Point annotation records:

····················

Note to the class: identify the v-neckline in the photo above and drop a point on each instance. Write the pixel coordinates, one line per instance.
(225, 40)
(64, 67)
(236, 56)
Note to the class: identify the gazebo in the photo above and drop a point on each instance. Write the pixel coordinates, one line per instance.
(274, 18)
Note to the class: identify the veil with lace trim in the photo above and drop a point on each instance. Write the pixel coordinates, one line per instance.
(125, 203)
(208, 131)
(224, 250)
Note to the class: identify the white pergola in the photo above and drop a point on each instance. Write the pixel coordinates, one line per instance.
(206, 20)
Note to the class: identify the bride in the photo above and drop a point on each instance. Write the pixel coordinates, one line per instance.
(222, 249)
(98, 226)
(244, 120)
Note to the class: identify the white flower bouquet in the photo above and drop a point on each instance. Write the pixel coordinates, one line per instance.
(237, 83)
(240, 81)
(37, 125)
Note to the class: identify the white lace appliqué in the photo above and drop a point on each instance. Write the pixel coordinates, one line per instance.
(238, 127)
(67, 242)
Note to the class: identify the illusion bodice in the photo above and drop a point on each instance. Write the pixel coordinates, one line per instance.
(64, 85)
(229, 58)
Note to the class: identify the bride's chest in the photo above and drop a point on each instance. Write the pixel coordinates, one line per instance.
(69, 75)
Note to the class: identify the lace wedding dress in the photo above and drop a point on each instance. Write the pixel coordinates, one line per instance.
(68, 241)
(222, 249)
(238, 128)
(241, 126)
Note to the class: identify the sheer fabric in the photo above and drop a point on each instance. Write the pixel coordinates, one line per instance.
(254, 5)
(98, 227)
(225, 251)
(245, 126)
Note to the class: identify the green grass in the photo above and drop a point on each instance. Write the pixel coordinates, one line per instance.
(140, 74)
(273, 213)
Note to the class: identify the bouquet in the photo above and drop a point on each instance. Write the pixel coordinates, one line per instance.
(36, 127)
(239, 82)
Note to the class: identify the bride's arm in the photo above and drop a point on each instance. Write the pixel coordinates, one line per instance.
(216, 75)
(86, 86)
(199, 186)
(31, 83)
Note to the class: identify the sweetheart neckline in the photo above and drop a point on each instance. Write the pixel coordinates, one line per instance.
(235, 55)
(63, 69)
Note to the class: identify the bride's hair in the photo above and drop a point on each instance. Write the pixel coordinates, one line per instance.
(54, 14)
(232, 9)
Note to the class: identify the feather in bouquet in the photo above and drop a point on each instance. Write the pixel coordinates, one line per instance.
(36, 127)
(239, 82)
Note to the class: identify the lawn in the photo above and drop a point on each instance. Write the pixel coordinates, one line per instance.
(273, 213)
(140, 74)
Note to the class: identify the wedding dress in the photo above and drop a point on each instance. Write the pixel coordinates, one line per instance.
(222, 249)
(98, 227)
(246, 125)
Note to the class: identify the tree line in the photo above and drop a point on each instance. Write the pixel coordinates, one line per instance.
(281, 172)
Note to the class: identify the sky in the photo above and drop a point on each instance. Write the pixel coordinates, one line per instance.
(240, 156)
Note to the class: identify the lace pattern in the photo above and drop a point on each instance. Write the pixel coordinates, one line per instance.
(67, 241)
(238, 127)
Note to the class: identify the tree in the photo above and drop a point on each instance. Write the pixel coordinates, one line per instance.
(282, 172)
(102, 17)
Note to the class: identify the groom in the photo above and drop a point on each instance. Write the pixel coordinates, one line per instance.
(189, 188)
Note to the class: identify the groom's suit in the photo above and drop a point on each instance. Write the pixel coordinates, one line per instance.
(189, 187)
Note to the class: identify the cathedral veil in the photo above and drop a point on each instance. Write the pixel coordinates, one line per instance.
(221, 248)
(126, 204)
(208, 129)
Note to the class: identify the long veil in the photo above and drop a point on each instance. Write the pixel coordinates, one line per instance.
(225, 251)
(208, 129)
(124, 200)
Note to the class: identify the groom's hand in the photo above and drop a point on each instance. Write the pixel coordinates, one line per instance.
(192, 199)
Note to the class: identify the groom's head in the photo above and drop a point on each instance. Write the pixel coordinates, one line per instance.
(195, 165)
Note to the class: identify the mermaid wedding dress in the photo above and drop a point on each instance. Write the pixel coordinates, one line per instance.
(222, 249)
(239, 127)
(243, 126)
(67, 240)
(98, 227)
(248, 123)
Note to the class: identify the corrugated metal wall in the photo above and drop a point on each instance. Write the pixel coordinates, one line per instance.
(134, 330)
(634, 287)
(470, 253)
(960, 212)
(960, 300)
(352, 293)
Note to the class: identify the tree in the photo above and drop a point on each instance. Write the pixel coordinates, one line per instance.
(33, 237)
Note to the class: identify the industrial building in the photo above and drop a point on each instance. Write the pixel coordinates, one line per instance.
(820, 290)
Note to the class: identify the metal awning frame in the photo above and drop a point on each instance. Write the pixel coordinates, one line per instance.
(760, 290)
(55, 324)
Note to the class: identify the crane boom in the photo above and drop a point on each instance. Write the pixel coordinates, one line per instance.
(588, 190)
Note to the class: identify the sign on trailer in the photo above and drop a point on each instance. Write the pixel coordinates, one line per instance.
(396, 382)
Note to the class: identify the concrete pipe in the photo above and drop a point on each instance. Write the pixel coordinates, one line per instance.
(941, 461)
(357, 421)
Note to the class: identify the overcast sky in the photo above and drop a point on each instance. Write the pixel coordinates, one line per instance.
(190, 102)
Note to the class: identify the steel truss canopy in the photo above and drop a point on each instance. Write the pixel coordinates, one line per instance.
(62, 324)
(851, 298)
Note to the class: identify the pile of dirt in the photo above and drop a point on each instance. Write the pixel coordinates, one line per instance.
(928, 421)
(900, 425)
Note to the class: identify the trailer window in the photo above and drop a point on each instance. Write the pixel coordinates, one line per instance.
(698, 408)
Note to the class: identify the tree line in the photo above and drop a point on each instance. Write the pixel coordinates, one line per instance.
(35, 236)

····················

Exercise objective:
Extract each line from the listing above, please, and repeat it exactly.

Full solution:
Note to the class: identify the v-neckline in the photo above and drop a point on each instance. Write the pixel coordinates, one line per instance.
(225, 40)
(64, 67)
(236, 56)
Note to the class: identify the gazebo in the photo above and drop a point on each instance. Write the pixel coordinates, one line per instance.
(274, 18)
Note to the class: identify the veil with lace trim in the photo above and drop a point on each instance. Write the pixel coordinates, one line per instance.
(125, 203)
(208, 131)
(224, 250)
Note to the class: identify the white pergola in the photo above and drop a point on each instance. Write the pixel coordinates, one line per instance.
(206, 20)
Note to the class: identify the bride in the photo above and drop a point on each instance. Write the pixel coordinates, one line per instance.
(222, 249)
(98, 226)
(244, 120)
Note to the class: identify the white flower bouquet in the photo above and drop a point on each instance. Write the pixel coordinates, one line per instance.
(237, 83)
(240, 81)
(37, 125)
Note to the class: identify the white lace appliqué in the photo above and drop a point on each instance. Write the pixel coordinates, one line per instance.
(238, 127)
(67, 242)
Note to the class: identify the illusion bodice in the photo above and drop a point on each instance. Write the pixel coordinates, one line per instance.
(64, 85)
(229, 58)
Note to the class: identify the bride's chest in the photo above and drop a point on each instance. Write the pixel coordinates, one line per instance.
(69, 75)
Note to the class: identify the lace wedding dress in the photo above and drop a point on each instance. Write the pixel coordinates, one line per instance.
(68, 241)
(222, 249)
(238, 128)
(241, 126)
Note to the class: identify the sheer fabric in the photo above and drop a point on each instance. Write the pixel coordinates, one line per instance.
(254, 5)
(98, 227)
(225, 251)
(245, 126)
Note to the class: identify the green grass in the photo above and drop a point on each instance. Write the pixel coordinates, one line per instance.
(140, 74)
(273, 213)
Note to the class: identify the bouquet in the photo above and drop a point on each instance. Write the pixel coordinates, one line per instance.
(36, 127)
(239, 82)
Note to the class: identify the bride's arm in the photo above and drop a point on each instance. Write the pixel coordinates, one line per instance.
(216, 75)
(86, 86)
(199, 186)
(31, 83)
Note to the class: identify the sweetheart neckline in the photo above and drop a point on each instance. Write the pixel coordinates, one line per instance.
(235, 55)
(63, 69)
Note to the class: identify the bride's hair in the photo above and drop a point on each instance. Write the pixel coordinates, one line per instance.
(54, 14)
(232, 9)
Note to the class: identify the feather in bouquet in the photo above and drop a point on each instance. Write the pixel coordinates, one line per instance.
(36, 127)
(239, 82)
Note to the class: identify the lawn in the photo above and drop a point on each instance. Write the pixel coordinates, one line per instance.
(273, 213)
(140, 74)
Note to the class: identify the wedding dress in the photo above and drop a point on each instance. Write the pixel coordinates, one line per instance.
(222, 249)
(98, 227)
(246, 125)
Note to the class: identify the tree line in the photo above and drop a point on each instance. Write the pixel coordinates, one line per instance.
(281, 172)
Note to the class: identify the sky in the photo above and drop a point on each instance. Write the pixel coordinates, one line per instance.
(240, 156)
Note to the class: identify the lace pattern in the photo above and drop a point on each instance. Write the pixel coordinates, one line per instance.
(67, 241)
(238, 127)
Note to the class: identify the tree in the photo above and drop a point on each instance. Write the pixel coordinates, one line per instance.
(282, 172)
(102, 17)
Note to the class: identify the groom in the photo above and drop a point on each instance. Write the pixel coordinates, one line per instance.
(189, 188)
Note to the class: identify the groom's suit in the photo above and drop a point on each instance. Write the pixel coordinates, one line per instance.
(189, 187)
Note to the class: identify the cathedral veil in the photo above and drop a point on each instance. Write the pixel coordinates, one line per instance.
(221, 248)
(126, 204)
(208, 129)
Note to the class: identify the long veil in the photo above and drop a point on each instance. Write the pixel coordinates, one line per instance.
(225, 251)
(208, 129)
(124, 200)
Note to the class: identify the groom's hand in the photo above and drop a point on each instance. Write the pixel coordinates, one line per instance.
(192, 199)
Note to the class: identify the groom's head in the photo above and drop a point on each instance. Write the pixel coordinates, one line per instance.
(195, 165)
Note to the class: identify the mermaid wedding dress in the photo above and drop a point on each instance. Write the pixel coordinates, one line per instance.
(222, 249)
(239, 127)
(243, 126)
(67, 240)
(98, 227)
(248, 123)
Note to the class: identify the corrugated metal wall in the photo above and drop a point on each instance. Write the pixel coordinates, one line per instance.
(134, 330)
(634, 287)
(470, 253)
(960, 212)
(960, 300)
(352, 293)
Note to the class: identify the tree in the photo above and drop a point on each instance. Write the pixel coordinates, one line per instance.
(33, 237)
Note to the class: identify the industrial building in the photo above and drop a point on each instance. Write the pixel coordinates, one line per instance.
(820, 290)
Note to the class: identify the metal awning frame in the photo above and drop a point on each instance. Write the pixel coordinates, one line per instance.
(760, 290)
(55, 324)
Note to the class: identify the crane boom in the photo above and drop a point on each instance. Write the pixel coordinates, one line per instance.
(588, 190)
Note to the class: identify the sign on trailer in the photo above and drop a point on each instance. Write the pixel coordinates, one line per instance.
(396, 382)
Note to the class: identify the concrete pipe in the photo above and drop a point on each instance. Write the pixel coordinates, one line per instance.
(941, 461)
(357, 421)
Note to the class: identify the overcast sky in the photo above and drop a point on each instance. Write the pixel coordinates, one line per instance.
(190, 102)
Note to the class: identify the steel truss canopy in the photo above and drop a point on each instance. Write the pixel coordinates, one line per instance.
(62, 324)
(851, 298)
Note to the class: identify the pile of dirt in the photo above and drop a point on each instance. Write the pixel coordinates, one line per instance.
(928, 421)
(900, 425)
Note to the class: identify the trailer window in the photo above and drop a point on each instance. Write the pixel coordinates, one line per instance.
(698, 408)
Note to the class: identify the tree line in the photo above and drop a point on each instance. Write the pixel coordinates, one line per instance.
(35, 236)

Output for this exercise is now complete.